• PROVIDED PASSAGE
* begin *

Quite clearly, transformation equations for physical quantities not involving electric and magnetic fields (such as velocity, acceleration, force, etc.) remain valid for gravitational-cogravitational systems as well. However, the constant c appearing in the conventional relativistic transformation equations represents the velocity of propagation of electromagnetic fields in a vacuum, which is the same as the velocity of light. The velocity of propagation of gravitational and cogravitational fields is not known, although it is generally believed to be equal to the velocity of light. If the velocity of propagation of gravitational fields is not the same as the velocity of light, our relativistic transformation equations for gravitation would still remain correct, but the constant c appearing in them would be different from c appearing in the corresponding electromagnetic equations. Therefore, the behavior of rapidly moving bodies involved in gravitational interactions would be different from the behavior of rapidly moving bodies involved in electromagnetic interactions. In effect there would be two different mechanics: the “gravitational-cogravitational mechanics,” and the “electromagnetic mechanics” involving different effective masses, different effective momenta, and different rest energies.

A possibility exists that our gravitational relativistic transformation equations are not entirely correct. According to Einstein’s mass-energy equation, any energy has a certain mass. But a mass is a source of gravitation. Therefore the gravitational field of a mass distribution may be caused not only by the mass of the distribution as such, dut also by the gravitational energy of this distribution (for a detail discussion of this effect, including the possibility of antigravitational mass distributions arising from it, see Chapter 19 in [3] ). If this effect is taken into account, the equation for the divergence of the gravitational field (see Eq. (7-1.1) in [3] )

$\nabla \cdot g=-4\text{π}G\varrho$ (16)

* end *

• TASK INSTRUCTIONS
In the passage on relativistic transformation equations for gravitation, what does the constant c in the conventional relativistic transformation equations represent?

• EXTRACTED RECORDS

* begin *

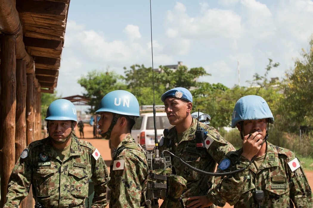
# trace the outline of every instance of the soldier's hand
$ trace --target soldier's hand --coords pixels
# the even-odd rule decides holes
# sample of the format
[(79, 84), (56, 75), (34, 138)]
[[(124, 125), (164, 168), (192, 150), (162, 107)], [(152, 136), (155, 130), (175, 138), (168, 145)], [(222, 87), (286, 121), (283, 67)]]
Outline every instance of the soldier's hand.
[(261, 149), (263, 142), (262, 133), (255, 132), (251, 135), (249, 134), (244, 137), (241, 155), (250, 161)]
[(213, 203), (209, 200), (206, 196), (189, 197), (187, 200), (188, 201), (194, 200), (188, 204), (187, 206), (187, 207), (204, 208), (213, 204)]

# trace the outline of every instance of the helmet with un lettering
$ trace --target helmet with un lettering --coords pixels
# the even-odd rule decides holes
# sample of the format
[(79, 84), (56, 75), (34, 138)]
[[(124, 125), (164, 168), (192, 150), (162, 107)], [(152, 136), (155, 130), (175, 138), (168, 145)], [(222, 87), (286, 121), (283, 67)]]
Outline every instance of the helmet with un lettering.
[(44, 119), (48, 120), (70, 120), (77, 121), (76, 109), (69, 100), (59, 99), (50, 104), (47, 110), (47, 115)]
[(95, 113), (99, 114), (102, 112), (139, 117), (139, 103), (136, 97), (129, 92), (115, 90), (102, 98), (98, 109)]
[(274, 117), (267, 103), (257, 95), (247, 95), (237, 101), (232, 116), (232, 128), (238, 122), (247, 120), (268, 119), (268, 122), (274, 123)]

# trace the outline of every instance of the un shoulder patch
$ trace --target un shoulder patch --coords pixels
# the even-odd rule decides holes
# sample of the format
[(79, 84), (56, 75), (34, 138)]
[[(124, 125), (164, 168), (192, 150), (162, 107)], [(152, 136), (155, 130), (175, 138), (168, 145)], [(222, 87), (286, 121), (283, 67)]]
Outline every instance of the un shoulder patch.
[(22, 154), (21, 154), (21, 157), (24, 159), (24, 158), (26, 158), (28, 156), (28, 153), (29, 153), (29, 150), (27, 148), (25, 148), (23, 152), (22, 152)]
[(224, 159), (221, 162), (219, 166), (221, 170), (224, 170), (227, 169), (230, 165), (230, 161), (229, 159)]

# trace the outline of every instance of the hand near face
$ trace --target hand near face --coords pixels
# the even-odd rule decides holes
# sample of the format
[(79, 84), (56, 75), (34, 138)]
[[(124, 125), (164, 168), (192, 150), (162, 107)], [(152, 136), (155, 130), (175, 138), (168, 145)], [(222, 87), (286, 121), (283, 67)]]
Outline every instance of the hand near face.
[(255, 132), (244, 137), (242, 155), (250, 161), (256, 155), (262, 147), (263, 142), (262, 132)]

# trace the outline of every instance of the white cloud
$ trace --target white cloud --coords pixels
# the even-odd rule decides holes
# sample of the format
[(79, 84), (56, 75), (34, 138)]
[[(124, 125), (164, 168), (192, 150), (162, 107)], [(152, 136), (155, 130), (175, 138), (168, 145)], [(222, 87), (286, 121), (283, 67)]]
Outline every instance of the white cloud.
[(139, 31), (139, 27), (136, 25), (127, 25), (125, 27), (124, 32), (127, 34), (132, 40), (141, 37), (141, 35)]

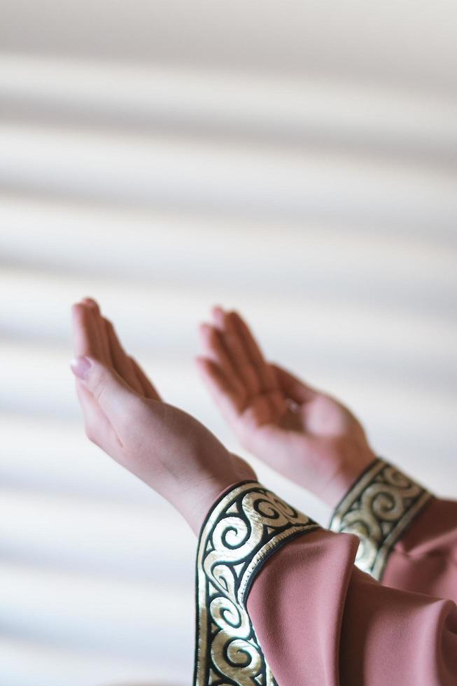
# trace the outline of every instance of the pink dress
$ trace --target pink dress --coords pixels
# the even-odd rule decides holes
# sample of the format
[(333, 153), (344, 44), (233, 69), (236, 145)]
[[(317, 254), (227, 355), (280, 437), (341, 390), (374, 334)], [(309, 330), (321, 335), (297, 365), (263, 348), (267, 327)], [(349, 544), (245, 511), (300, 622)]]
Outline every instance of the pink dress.
[(257, 482), (219, 496), (197, 551), (195, 685), (457, 685), (457, 503), (377, 460), (330, 528)]

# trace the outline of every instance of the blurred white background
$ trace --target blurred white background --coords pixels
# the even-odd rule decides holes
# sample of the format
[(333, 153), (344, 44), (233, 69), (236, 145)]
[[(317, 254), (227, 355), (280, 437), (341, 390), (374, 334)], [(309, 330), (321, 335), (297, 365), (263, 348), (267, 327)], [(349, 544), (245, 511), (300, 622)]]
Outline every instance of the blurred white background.
[(197, 323), (236, 307), (455, 498), (456, 5), (1, 15), (0, 686), (186, 686), (195, 542), (85, 439), (70, 305), (97, 298), (164, 396), (239, 450), (192, 365)]

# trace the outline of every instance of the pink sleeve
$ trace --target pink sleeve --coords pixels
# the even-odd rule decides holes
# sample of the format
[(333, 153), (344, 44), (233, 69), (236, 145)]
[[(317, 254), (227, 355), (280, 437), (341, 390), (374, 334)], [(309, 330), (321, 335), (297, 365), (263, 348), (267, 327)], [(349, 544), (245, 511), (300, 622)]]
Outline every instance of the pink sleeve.
[(457, 603), (457, 503), (433, 498), (395, 543), (386, 586)]
[(261, 484), (225, 494), (199, 539), (194, 683), (455, 685), (456, 604), (382, 585), (358, 546)]
[(439, 500), (377, 458), (335, 507), (330, 528), (356, 533), (356, 565), (385, 586), (457, 602), (457, 503)]
[(247, 608), (280, 686), (457, 681), (457, 608), (353, 566), (358, 541), (319, 529), (264, 565)]

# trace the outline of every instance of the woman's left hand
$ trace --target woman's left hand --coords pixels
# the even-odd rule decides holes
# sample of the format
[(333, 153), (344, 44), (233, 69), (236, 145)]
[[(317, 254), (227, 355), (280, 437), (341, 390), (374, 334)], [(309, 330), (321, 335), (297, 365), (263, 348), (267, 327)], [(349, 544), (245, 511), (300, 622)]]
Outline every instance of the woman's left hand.
[(195, 533), (225, 488), (255, 474), (186, 412), (162, 402), (97, 303), (71, 308), (71, 369), (86, 434), (167, 498)]

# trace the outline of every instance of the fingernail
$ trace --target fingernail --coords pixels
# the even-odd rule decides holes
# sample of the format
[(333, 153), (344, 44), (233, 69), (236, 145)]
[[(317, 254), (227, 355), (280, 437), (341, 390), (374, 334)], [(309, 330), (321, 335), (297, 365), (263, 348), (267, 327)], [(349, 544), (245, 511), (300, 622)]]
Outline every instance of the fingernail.
[(91, 368), (90, 360), (87, 357), (75, 357), (70, 363), (71, 371), (78, 379), (85, 379)]

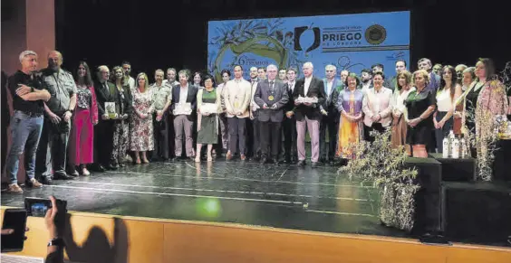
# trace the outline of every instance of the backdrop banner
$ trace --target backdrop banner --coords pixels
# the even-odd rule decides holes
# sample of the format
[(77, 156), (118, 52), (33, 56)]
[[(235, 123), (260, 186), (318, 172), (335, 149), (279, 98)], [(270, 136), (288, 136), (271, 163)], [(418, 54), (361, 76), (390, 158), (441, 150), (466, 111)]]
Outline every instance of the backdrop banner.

* end *

• SOLUTION TO THE PROBLEM
It represents the velocity of propagation of electromagnetic fields in a vacuum, which is the same as the velocity of light.